Document section:
------------------------------------------------------------------------
# Unstuctured Data from CoinMarketCap


So to show a scarper for unstructured data, I searched for a static data site to be different from the next example(live data with Selenium). After some research, I decided to scrap the historical trading data from CoinMarketCap(https://coinmarketcap.com/) from the last month - of September.

![Capture.JPG](attachment:Capture.JPG)


After studying the website slightly, I discover the data is organized onto multiple pages with different URLs based on the date(can be seen in pic above). With some experiments, I also discover the website does not load all the data until we scroll down to the bottom of the page. 

**Based on the above discoveries, my scraper will:**

1. go to each page within September(4 total), 
2. croll down to allow data to load, 
3. download the HTML, 
4. parse the data, 
5. and finally save them into CSV files named by the date. 


&emsp;
&emsp;

## Setting up my Script

I will start by importing some tools I will be using in this script. 


In [2]:
from bs4 import BeautifulSoup
import csv
import time
from selenium import webdriver
from selenium.webdriver.common.keys import Keys


Now I am going to create a list with the th4-weeks date in September.


In [3]:
setptember = ['20220904','20220911','20220918','20220925']


As well as the base URL string.


In [4]:
base = 'https://coinmarketcap.com/historical/'


csvRows will be a list to store my final results.


In [20]:
csvRows = []

&emsp;
&emsp;
&emsp;
&emsp;

## Get the Site to Load our Data

Now, everything is set up(including getting the chromedriver into the execution folder).

I create 2 functions that will allow me to open up a browser and scroll down to the bottom of the page. Once the data is loaded, the scroll(url) function shall then download the HTML file. 

In [6]:
def browser():
    global driver
    chrome_options = webdriver.ChromeOptions()
    chrome_options.add_argument("window-size=1920,1080")
    driver = webdriver.Chrome(chrome_options=chrome_options)
    

def scroll(url):
    driver.get(url)
    time.sleep(1)
    for i in range(5):
        time.sleep(2)
        body =driver.find_element_by_xpath('//body')
        body.send_keys(Keys.PAGE_DOWN*2)
        time.sleep(3)
    content =driver.page_source
    return content

&emsp;

&emsp;
&emsp;
&emsp;
&emsp;

## Parsing the Data

![Capture.JPG](attachment:Capture.JPG)

Looking at the website, my idea is to parse the row one by one(highlighted area will be considered a row in pic). This way, it will prevent the data from mixing between rows and minimize error and confusion. 
I will treat each row as a block. Here I created a parsing function to extract the target data from each block using text manipulation methods like .split.



**Clean(content) fuction here will loop though each row and take one input "content"(HTML file) using BeautifulSoup.**

In [10]:
def clean(content):
    BeautifulSoup(content, 'html')
------------------------------------------------------------------------
Listing:
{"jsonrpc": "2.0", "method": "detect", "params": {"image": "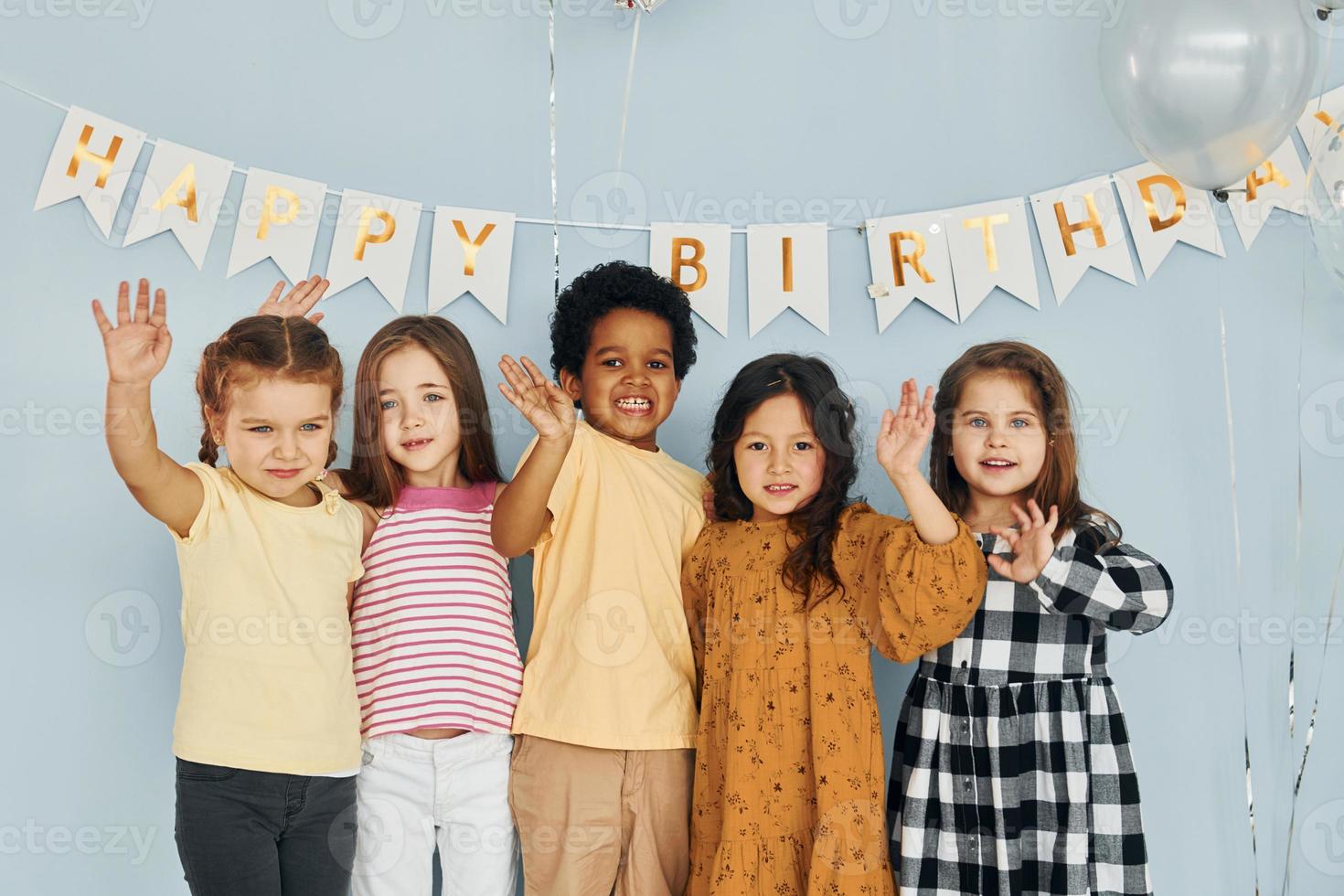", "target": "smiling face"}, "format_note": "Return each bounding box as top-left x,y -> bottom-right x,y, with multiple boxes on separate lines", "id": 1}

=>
732,393 -> 827,523
378,346 -> 463,486
211,378 -> 332,507
952,373 -> 1050,498
560,307 -> 681,452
------------------------------------------------------------------------
The task:
In the CoinMarketCap scraping notebook, why does the author parse the data one row at a time? Answer in one to three sentences. The listing has no connection to the CoinMarketCap scraping notebook.

Output of the task:
The author parses the data row by row to keep values from mixing between rows. This approach minimizes error and confusion.